╭─ ВЫБРАННЫЙ ОТРЫВОК

История культуры Санкт-Петербурга - Соломон Волков 9 стр.


Булгарин обвинил авторов сборника в рабском подражании Гоголю и обозвал все направление, за его пристрастие к натурализму и внимание к теневым сторонам жизни, «натуральной школой». (В своих доносах в тайную полицию он пошел гораздо дальше: «Некрасов – самый отчаянный коммунист: стоит прочесть стихи его и прозу в С.-Петербургском Альманахе, чтоб удостовериться в этом. Он страшно вопиет в пользу революции».)

Как известно, успешной книге даже ругань идет на пользу. Белинский немедленно экспроприировал ругательный ярлык, как это неоднократно – от давней готики до грядущего импрессионизма – случалось в истории мировой культуры. В своей очередной статье Белинский объявил, что «натуральная школа» – весьма удачное название для новых голосов в литературе: ведь старые были не натуральные, то есть искусственные, ложные. Так и закрепилось определение «натуральная» за гоголевской эпохой в русской литературе.

Однако молодой Достоевский, внешне продолжая в своих последующих произведениях отдавать дань Гоголю аллюзиями и ассоциациями, по сути, все решительнее отдалялся от своего кумира. Новая смелая повесть Достоевского «Двойник» (с подзаголовком «Петербургская поэма») вызвала раздражение переменчивого в своих настроениях и мнениях Белинского.

Сходящий с ума петербургский чиновник, которого преследует его двойник, – казалось бы, типичный гоголевский мотив. Но Достоевский, уже страдавший в это время еще не диагностированной эпилепсией, описал безумие своего героя с клинической точностью. Так Достоевский начал свое бесстрашное погружение в психологические бездны, в сферу подсознания.

Белинскому это справедливо показалось изменой столь близкой сердцу критика идее социального романа. Не помирил Белинского с Достоевским и его «сентиментальный роман» «Белые ночи» – прелестная, хватающая за сердце фантазия, выросшая из скитаний писателя по окраинам и закоулкам Петербурга. В письме своему приятелю критик жаловался: «Каждое его новое произведение – новое падение. <…> Надулись же мы, друг мой, с Достоевским-гением!»

╰─
╭─ ПРИЛАГАЕМЫЙ ПЕРЕЧЕНЬ

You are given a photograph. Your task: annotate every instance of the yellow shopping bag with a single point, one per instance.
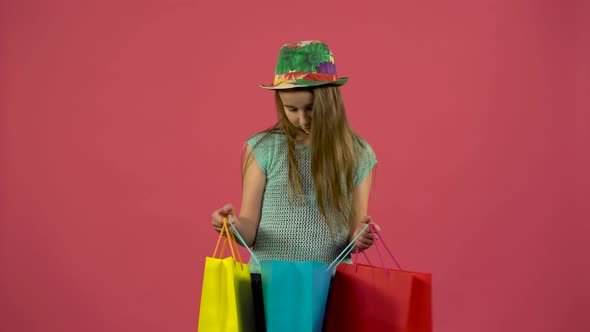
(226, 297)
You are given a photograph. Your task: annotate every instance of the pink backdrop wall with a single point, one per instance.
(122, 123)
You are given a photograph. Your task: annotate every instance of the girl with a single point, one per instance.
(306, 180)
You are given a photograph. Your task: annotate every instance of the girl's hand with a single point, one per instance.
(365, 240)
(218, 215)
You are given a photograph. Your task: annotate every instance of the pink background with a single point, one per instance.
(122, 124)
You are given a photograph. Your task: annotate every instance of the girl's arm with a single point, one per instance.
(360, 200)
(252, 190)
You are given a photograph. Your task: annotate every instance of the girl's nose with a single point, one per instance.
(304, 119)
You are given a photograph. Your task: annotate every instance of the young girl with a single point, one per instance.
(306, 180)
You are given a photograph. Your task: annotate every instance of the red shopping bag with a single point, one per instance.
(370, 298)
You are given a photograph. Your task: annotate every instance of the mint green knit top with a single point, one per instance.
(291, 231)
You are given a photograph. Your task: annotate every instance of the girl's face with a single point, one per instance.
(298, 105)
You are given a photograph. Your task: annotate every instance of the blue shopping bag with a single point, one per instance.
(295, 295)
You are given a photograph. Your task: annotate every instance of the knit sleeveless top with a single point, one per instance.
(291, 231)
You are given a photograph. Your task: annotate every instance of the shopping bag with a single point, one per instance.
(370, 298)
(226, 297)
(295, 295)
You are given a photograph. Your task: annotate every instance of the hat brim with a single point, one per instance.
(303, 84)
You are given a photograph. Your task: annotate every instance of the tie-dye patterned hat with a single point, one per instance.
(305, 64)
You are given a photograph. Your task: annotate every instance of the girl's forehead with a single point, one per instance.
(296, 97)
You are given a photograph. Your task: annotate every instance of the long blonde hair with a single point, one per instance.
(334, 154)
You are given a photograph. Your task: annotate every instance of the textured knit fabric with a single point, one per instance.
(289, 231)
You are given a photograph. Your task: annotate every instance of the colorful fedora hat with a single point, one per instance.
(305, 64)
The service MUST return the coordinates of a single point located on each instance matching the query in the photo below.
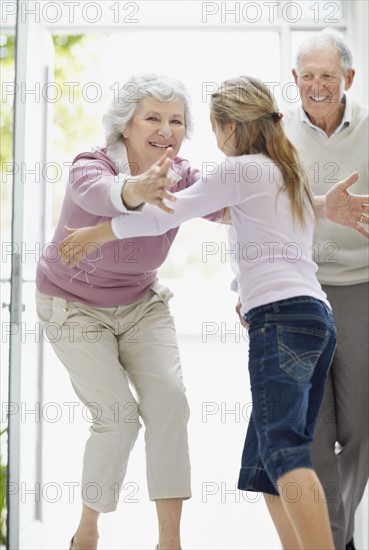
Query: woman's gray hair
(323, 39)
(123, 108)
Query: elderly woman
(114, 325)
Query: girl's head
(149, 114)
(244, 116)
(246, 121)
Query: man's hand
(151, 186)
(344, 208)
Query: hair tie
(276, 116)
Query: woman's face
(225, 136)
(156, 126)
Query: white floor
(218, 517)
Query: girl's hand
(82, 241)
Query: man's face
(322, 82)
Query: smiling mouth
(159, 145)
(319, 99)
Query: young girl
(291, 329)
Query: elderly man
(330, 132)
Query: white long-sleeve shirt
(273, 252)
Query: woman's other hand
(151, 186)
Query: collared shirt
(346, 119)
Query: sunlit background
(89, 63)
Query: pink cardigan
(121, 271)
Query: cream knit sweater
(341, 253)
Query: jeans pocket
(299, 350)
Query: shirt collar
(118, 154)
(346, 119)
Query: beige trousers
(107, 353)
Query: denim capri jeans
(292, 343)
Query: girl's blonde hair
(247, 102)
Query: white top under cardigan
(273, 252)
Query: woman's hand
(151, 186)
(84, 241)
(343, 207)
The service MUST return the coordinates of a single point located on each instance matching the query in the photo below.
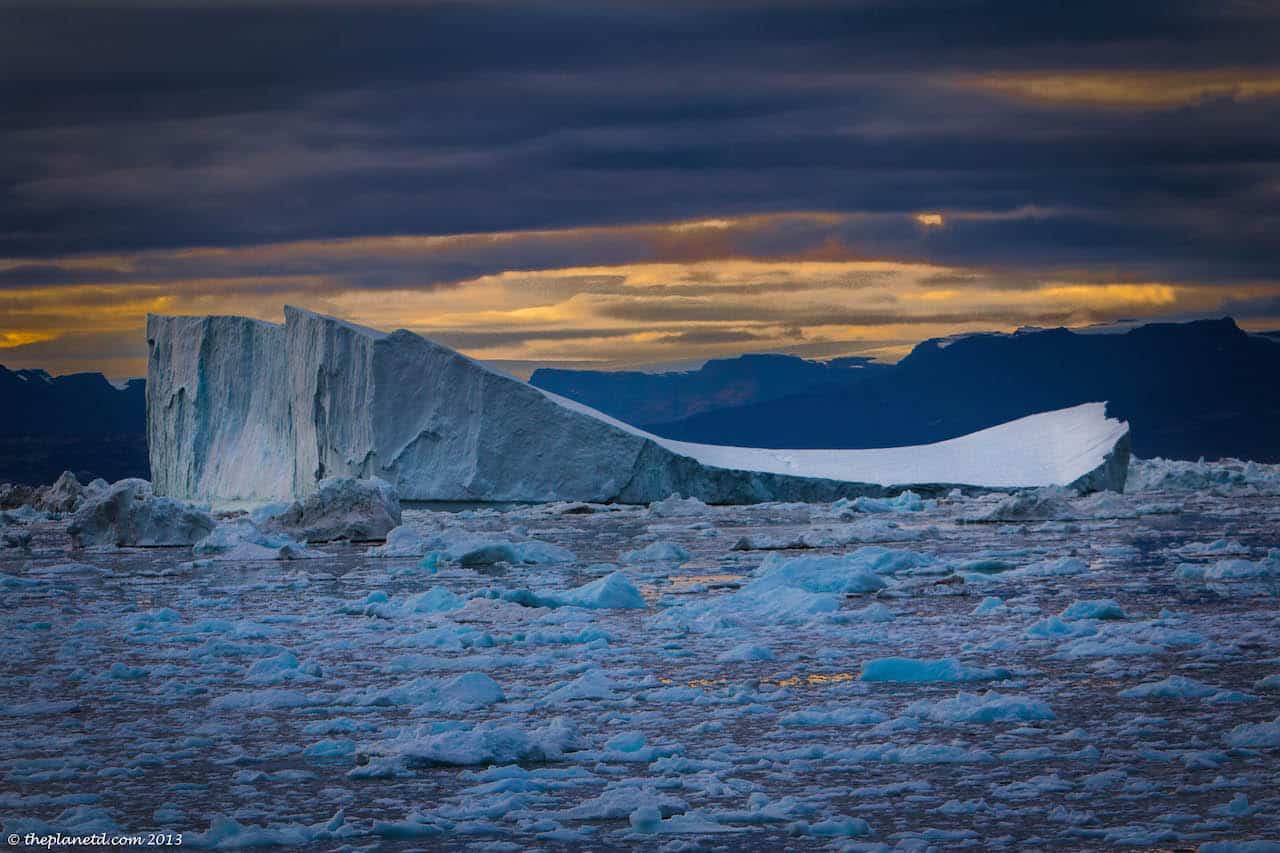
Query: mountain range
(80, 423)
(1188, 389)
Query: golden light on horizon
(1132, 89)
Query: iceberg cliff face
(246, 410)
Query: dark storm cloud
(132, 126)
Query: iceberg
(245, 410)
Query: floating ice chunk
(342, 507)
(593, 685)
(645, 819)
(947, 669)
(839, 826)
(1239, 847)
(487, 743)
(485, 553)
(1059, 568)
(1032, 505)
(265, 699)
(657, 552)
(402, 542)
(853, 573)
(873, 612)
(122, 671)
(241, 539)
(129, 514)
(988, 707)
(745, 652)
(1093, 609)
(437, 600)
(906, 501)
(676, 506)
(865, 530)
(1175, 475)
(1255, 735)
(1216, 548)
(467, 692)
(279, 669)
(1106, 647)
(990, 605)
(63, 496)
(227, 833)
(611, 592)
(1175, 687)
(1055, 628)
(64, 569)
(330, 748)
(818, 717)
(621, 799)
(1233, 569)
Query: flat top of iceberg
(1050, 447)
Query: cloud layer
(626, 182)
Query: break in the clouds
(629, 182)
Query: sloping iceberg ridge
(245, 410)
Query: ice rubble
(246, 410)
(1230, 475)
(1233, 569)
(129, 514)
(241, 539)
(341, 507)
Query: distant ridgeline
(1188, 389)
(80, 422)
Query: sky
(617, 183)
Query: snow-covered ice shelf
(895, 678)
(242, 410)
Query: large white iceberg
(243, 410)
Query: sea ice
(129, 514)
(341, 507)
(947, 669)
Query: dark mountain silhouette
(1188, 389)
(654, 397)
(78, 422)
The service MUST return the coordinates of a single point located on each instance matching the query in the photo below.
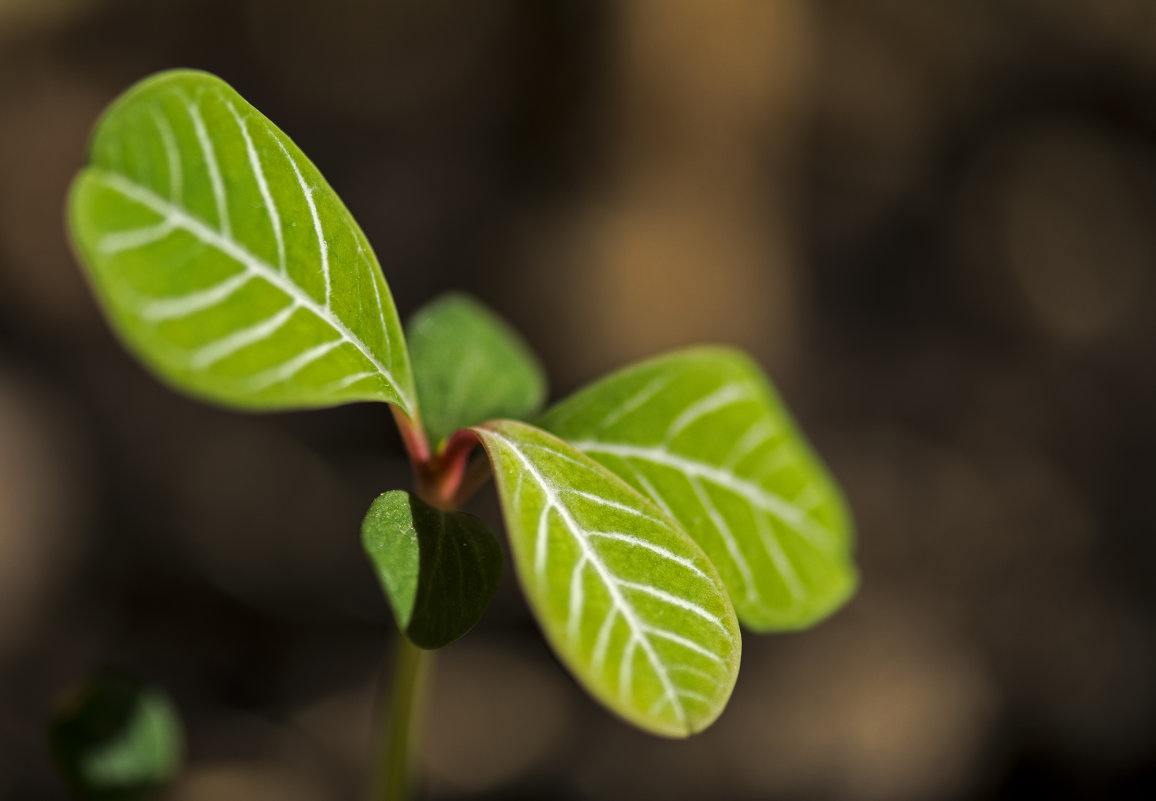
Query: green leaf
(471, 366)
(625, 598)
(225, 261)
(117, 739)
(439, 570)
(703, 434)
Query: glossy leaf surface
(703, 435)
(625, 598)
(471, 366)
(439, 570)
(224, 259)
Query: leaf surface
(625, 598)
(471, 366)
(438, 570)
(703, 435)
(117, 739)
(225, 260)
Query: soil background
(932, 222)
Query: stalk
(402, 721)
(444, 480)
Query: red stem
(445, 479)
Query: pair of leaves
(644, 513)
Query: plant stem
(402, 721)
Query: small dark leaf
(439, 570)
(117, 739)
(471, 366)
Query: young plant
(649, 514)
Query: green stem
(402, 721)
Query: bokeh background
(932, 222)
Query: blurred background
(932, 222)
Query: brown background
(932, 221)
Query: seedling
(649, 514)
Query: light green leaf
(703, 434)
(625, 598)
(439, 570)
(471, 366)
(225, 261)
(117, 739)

╰─

» ЗАДАНИЕ 1
Перепишите отрывок, начиная со слов «Как известно, успешной» и заканчивая словами «и мнениях Белинского.», заменив «молодой Достоевский» на «юный Достоевский».
» ЗАДАНИЕ 2
Почему, согласно отрывку, Белинский признал название «натуральная школа» удачным? Ответьте одним–тремя предложениями.

» ПИСЬМЕННЫЙ ОТВЕТ 1
Как известно, успешной книге даже ругань идет на пользу. Белинский немедленно экспроприировал ругательный ярлык, как это неоднократно – от давней готики до грядущего импрессионизма – случалось в истории мировой культуры. В своей очередной статье Белинский объявил, что «натуральная школа» – весьма удачное название для новых голосов в литературе: ведь старые были не натуральные, то есть искусственные, ложные. Так и закрепилось определение «натуральная» за гоголевской эпохой в русской литературе.

Однако юный Достоевский, внешне продолжая в своих последующих произведениях отдавать дань Гоголю аллюзиями и ассоциациями, по сути, все решительнее отдалялся от своего кумира. Новая смелая повесть Достоевского «Двойник» (с подзаголовком «Петербургская поэма») вызвала раздражение переменчивого в своих настроениях и мнениях Белинского.

» ПИСЬМЕННЫЙ ОТВЕТ 2
Белинский счёл это название удачным для новых голосов в литературе. Прежние голоса, по его словам, были не натуральными, то есть искусственными и ложными.